• CHALLENGE
In the data, from the line containing "Do you see any round" through the line containing "[788,37,1024,600]", swap "shiplap" for "beadboard". Reproduce only those lines, with everything else left unchanged.

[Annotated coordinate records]
>>>

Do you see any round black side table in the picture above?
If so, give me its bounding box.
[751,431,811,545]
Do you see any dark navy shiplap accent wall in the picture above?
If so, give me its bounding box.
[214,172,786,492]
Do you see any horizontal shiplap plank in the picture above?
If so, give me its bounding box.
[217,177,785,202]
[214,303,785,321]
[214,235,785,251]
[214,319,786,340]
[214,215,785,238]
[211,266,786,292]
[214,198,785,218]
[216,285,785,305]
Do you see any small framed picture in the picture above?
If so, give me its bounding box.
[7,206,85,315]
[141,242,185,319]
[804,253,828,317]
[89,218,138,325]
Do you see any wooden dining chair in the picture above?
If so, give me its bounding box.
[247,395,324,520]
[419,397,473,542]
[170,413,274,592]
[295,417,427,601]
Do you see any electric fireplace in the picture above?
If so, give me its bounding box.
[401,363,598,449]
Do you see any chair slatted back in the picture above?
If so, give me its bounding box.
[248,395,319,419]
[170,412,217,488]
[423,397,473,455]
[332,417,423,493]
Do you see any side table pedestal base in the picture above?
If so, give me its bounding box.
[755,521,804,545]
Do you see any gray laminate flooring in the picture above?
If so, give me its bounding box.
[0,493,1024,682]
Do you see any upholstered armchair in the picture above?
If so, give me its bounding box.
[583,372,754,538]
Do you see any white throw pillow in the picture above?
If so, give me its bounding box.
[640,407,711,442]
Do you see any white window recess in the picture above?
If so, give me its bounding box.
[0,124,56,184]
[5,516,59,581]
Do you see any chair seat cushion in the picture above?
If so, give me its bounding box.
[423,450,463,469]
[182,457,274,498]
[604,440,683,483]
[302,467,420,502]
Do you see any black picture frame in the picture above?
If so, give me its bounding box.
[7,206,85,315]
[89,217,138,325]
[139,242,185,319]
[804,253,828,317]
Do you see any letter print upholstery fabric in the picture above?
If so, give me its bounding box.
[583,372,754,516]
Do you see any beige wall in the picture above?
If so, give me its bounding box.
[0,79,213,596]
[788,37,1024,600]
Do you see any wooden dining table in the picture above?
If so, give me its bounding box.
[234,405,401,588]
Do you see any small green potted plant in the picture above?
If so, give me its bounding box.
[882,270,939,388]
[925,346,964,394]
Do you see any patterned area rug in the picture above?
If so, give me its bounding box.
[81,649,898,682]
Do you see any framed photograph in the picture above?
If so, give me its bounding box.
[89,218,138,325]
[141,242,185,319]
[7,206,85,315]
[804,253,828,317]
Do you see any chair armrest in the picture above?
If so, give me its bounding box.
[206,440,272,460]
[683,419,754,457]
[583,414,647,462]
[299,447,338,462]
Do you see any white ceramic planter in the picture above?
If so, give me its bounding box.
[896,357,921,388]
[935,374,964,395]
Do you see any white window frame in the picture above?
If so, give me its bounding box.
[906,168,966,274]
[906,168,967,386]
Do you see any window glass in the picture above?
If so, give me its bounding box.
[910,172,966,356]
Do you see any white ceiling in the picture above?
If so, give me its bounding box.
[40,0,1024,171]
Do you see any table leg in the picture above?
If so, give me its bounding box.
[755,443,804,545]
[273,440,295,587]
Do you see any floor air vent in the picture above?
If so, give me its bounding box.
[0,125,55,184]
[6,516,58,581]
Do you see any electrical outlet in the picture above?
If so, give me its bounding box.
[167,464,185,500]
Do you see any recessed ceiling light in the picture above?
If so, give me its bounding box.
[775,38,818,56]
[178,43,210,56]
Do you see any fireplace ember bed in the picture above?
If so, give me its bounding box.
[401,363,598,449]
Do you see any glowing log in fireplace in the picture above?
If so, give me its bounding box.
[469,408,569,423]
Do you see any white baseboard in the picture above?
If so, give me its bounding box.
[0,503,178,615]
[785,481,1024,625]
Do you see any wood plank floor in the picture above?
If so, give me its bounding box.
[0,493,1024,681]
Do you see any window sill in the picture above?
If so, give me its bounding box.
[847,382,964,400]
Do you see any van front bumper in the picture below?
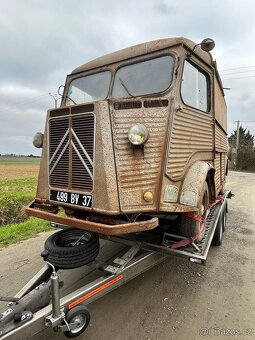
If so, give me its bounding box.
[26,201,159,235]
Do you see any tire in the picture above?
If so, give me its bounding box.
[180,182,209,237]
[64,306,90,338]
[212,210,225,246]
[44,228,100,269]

<<<
>>>

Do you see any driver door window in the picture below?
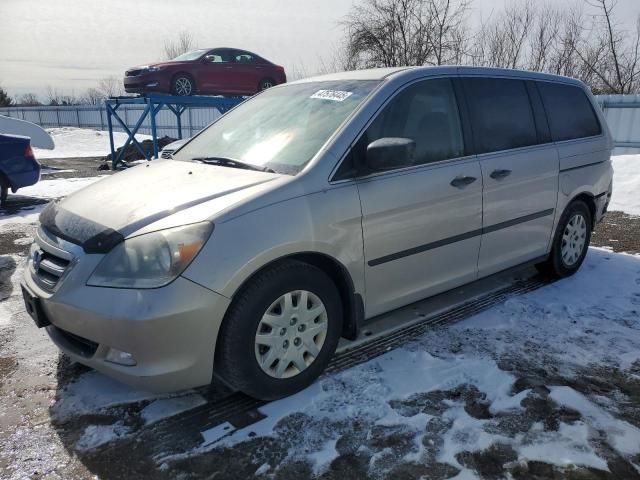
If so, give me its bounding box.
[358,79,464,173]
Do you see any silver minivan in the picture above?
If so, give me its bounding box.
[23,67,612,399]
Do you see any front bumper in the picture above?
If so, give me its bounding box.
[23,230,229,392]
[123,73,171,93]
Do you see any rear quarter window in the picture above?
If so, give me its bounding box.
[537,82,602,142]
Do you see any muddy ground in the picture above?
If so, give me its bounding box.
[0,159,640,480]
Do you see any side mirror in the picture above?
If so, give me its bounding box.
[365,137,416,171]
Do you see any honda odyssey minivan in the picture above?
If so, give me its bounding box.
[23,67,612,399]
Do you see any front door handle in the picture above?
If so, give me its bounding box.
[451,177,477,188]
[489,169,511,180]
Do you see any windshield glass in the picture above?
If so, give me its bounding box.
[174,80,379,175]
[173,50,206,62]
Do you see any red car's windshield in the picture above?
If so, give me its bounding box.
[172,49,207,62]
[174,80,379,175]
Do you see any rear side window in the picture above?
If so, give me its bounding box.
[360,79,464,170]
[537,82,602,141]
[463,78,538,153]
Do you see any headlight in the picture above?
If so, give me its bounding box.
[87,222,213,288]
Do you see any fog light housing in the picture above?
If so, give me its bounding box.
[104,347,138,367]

<<<

• CORRECT RESULT
Do you see any round black side table in the picture above?
If so, give me its bounding box.
[751,431,811,545]
Do you see any dark navy beadboard accent wall in the picture above?
If so, give me its bounding box.
[214,172,786,492]
Do you see any horizontal beadboard plank in the picture above?
If so, give me its bounding box.
[217,177,785,202]
[214,303,785,321]
[214,235,785,251]
[214,319,786,340]
[214,215,785,238]
[211,266,786,292]
[214,198,785,218]
[216,285,785,305]
Do you see any small framed picture in the picture above?
If so, give me its bounding box.
[7,206,85,315]
[141,242,185,319]
[804,253,828,317]
[89,218,138,325]
Do you see any wooden dining chair in the picture above?
If so, give me its bounding box.
[247,395,324,520]
[419,397,473,542]
[170,413,274,592]
[295,417,427,601]
Do you see any electric fireplace in the picture above?
If so, give me its bounding box.
[401,363,598,449]
Do you see any chair slatted back in the picture above?
If so, give me its bounding box.
[248,395,319,419]
[170,412,217,488]
[423,397,473,455]
[332,417,423,493]
Do you see any side table pedestal base in the picture above?
If so, give me its bounding box.
[755,521,804,545]
Do you see any gray laminate flooring in the picture above?
If so, give me its bounding box.
[0,493,1024,682]
Do you see any upholstered armchair in the picture above?
If so, give me its bounding box.
[583,372,754,538]
Do you see any white throw pillow in the picture above?
If so, give me its bounding box.
[640,407,711,442]
Do you see any white window recess in the picture above?
If so, give me its bounding box.
[0,124,56,184]
[5,516,59,581]
Do you see any chair seat cushion in the picture above?
If so, give me its bounding box.
[423,450,463,469]
[182,457,274,498]
[604,440,683,483]
[302,467,420,502]
Do you see any black picture frame in the picture above?
If so, give me its bounding box.
[7,206,85,315]
[89,217,138,325]
[139,242,185,319]
[804,253,828,317]
Do you see any letter print upholstery fabric in the picture above?
If so, give me its bounding box.
[583,372,754,516]
Do you see any beige wall in the picture above?
If so, give me its bounding box.
[0,79,213,596]
[788,37,1024,600]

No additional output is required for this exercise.